§ Assignment
For this exercise, set down all the records exactly as given.

§ Records supplied
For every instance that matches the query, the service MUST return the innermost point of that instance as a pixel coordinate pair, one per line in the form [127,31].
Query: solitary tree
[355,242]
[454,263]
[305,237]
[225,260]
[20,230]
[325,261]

§ Expected answer
For every instance that matches the query, the service MUST return the innermost point of that instance as a pixel coordinate pair, one per line in the form [127,31].
Query: solitary tree
[355,242]
[454,263]
[305,237]
[225,260]
[20,230]
[325,261]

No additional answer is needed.